[start of Input records]

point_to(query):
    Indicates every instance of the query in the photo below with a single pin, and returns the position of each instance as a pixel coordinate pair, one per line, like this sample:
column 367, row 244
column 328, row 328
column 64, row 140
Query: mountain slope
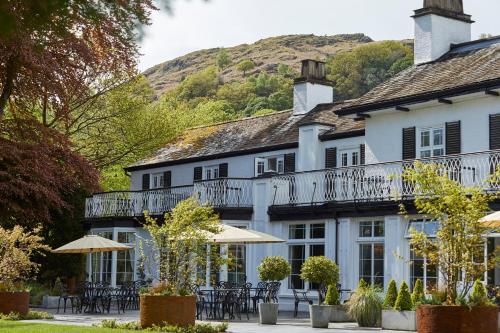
column 267, row 54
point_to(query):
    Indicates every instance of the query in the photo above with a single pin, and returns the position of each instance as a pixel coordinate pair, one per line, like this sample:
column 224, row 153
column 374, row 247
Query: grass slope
column 25, row 327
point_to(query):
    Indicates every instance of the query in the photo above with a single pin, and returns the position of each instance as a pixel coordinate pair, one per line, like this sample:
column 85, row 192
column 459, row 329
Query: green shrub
column 320, row 270
column 479, row 295
column 403, row 302
column 332, row 295
column 274, row 269
column 418, row 295
column 365, row 306
column 391, row 295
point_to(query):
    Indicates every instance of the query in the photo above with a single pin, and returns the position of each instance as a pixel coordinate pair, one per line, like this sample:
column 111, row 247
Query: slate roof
column 466, row 67
column 275, row 131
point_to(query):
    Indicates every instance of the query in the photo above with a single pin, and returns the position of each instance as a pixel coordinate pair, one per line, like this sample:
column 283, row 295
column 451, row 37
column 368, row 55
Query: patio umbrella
column 233, row 235
column 91, row 244
column 492, row 220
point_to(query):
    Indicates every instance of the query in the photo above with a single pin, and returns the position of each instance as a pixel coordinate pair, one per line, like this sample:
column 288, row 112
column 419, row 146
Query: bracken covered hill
column 267, row 54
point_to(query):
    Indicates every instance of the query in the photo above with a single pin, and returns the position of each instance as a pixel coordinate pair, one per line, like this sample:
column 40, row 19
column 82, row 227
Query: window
column 157, row 180
column 431, row 142
column 371, row 252
column 211, row 172
column 125, row 259
column 304, row 240
column 274, row 164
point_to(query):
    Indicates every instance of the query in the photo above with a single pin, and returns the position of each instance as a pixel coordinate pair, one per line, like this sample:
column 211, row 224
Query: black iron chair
column 300, row 296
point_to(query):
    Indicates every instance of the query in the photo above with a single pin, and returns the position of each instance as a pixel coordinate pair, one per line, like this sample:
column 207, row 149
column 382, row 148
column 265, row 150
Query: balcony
column 376, row 182
column 219, row 193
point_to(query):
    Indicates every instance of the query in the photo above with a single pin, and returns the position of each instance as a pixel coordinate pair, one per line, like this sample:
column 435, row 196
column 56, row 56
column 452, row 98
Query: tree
column 458, row 249
column 391, row 295
column 358, row 71
column 223, row 59
column 67, row 47
column 245, row 66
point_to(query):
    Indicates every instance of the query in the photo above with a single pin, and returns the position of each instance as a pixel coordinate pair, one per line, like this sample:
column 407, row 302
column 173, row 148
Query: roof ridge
column 238, row 120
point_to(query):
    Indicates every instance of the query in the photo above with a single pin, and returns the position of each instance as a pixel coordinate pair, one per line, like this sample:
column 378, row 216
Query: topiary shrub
column 274, row 269
column 391, row 295
column 403, row 302
column 365, row 306
column 479, row 296
column 332, row 295
column 418, row 295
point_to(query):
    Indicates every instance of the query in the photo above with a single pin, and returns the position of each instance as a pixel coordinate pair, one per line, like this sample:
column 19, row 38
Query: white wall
column 384, row 130
column 434, row 34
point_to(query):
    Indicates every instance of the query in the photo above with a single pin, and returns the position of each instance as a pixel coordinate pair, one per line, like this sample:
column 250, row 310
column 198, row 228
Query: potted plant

[end of Input records]

▶ Stated task: Arrange all of the material above as a numbered list of its lines, leaving out any blank lines. Omit the pictures from the answer.

▶ Task output:
1. point_to(query):
2.     Indicates every instance of the query in the photo below with a single pin, and returns the position of each instance as a pixel coordinate pair, one per line, like this sample:
3. column 367, row 244
4. column 328, row 328
5. column 64, row 140
6. Query: mountain slope
7. column 267, row 54
8. point_to(query):
9.     Indicates every instance of the query in the photo above with a single pin, and returns the position of each instance as a pixel coordinate pair, one per line, like this sample:
10. column 224, row 153
11. column 374, row 247
12. Query: grass slope
13. column 25, row 327
14. point_to(query):
15.     Indicates every instance of the query in the photo above with a single pin, and returns the position of each instance as a pixel coordinate pair, one per line, like this sample:
16. column 85, row 192
17. column 459, row 329
18. Query: green shrub
19. column 320, row 270
20. column 479, row 295
21. column 403, row 302
22. column 332, row 295
23. column 274, row 269
24. column 418, row 295
25. column 365, row 306
26. column 391, row 295
27. point_to(query):
28.     Indicates every instance of the query in the photo above with a single pin, and returns the position of each instance as a pixel coordinate pair, one per line, like this sample:
29. column 111, row 247
30. Query: slate roof
31. column 466, row 67
32. column 275, row 131
33. point_to(query):
34.     Indicates every instance of the query in the photo above with a single pin, and returns the position of each instance as a pixel coordinate pair, one per line, like this sample:
35. column 283, row 295
36. column 451, row 37
37. column 368, row 55
38. Query: patio umbrella
39. column 233, row 235
40. column 91, row 244
41. column 492, row 220
42. point_to(query):
43.     Indicates every instance of the query in the photo above with a single pin, and returns the position of each instance as a pixel coordinate pair, one per line, like this sample:
44. column 288, row 112
45. column 419, row 146
46. Query: bracken covered hill
47. column 267, row 54
48. point_to(query):
49.     Indicates every instance of the query in the photo above with a single pin, and returns the position of each instance as a pixel coordinate pair, one per line, like this sample:
50. column 40, row 19
51. column 82, row 227
52. Query: window
53. column 157, row 180
54. column 431, row 142
55. column 371, row 252
56. column 211, row 172
57. column 125, row 259
58. column 304, row 240
59. column 274, row 164
60. point_to(query):
61.     Indicates every instance of the query in the photo above with a single pin, and returns the position of each instance as a pixel coordinate pair, one per line, like this sample:
62. column 211, row 224
63. Query: black iron chair
64. column 300, row 296
65. point_to(query):
66.     Indicates every instance of the query in the photo above with a single pin, and returns the position of each instance as a pixel coordinate pair, one per line, like this sample:
67. column 207, row 149
68. column 382, row 148
69. column 265, row 150
70. Query: balcony
71. column 376, row 182
72. column 219, row 193
73. point_to(query):
74.     Indicates every instance of the query in the photo above with a single pin, and returns the position of each instance as a pixel coordinate pair, one per line, like this sample:
75. column 435, row 196
76. column 56, row 56
77. column 452, row 98
78. Query: tree
79. column 458, row 249
80. column 391, row 295
81. column 358, row 71
82. column 223, row 59
83. column 67, row 47
84. column 245, row 66
85. point_to(query):
86.     Indicates every instance of the query in the photo above with a single pin, and returns the position of each instance as a pixel coordinate pair, one per line, like this sample:
87. column 407, row 302
88. column 173, row 148
89. Query: roof ridge
90. column 238, row 120
91. point_to(query):
92.     Indicates every instance of the query in the photo above with a single pin, and returns the position of each instance as a pixel coordinate pair, one per line, like this sample:
93. column 378, row 216
94. Query: topiary shrub
95. column 274, row 269
96. column 391, row 295
97. column 403, row 302
98. column 365, row 306
99. column 479, row 296
100. column 332, row 295
101. column 418, row 295
102. point_to(query):
103.     Indicates every instance of the query in the photo above with a single pin, and returns the position of each instance as a pixel coordinate pair, one per line, like this sample:
104. column 19, row 38
105. Query: white wall
106. column 384, row 130
107. column 434, row 34
108. point_to(query):
109.     Indicates every instance of the query in the photo above with a single pin, and returns the position of each instance as a pixel coordinate pair, one per line, like this sample:
110. column 250, row 310
111. column 198, row 228
112. Query: potted plant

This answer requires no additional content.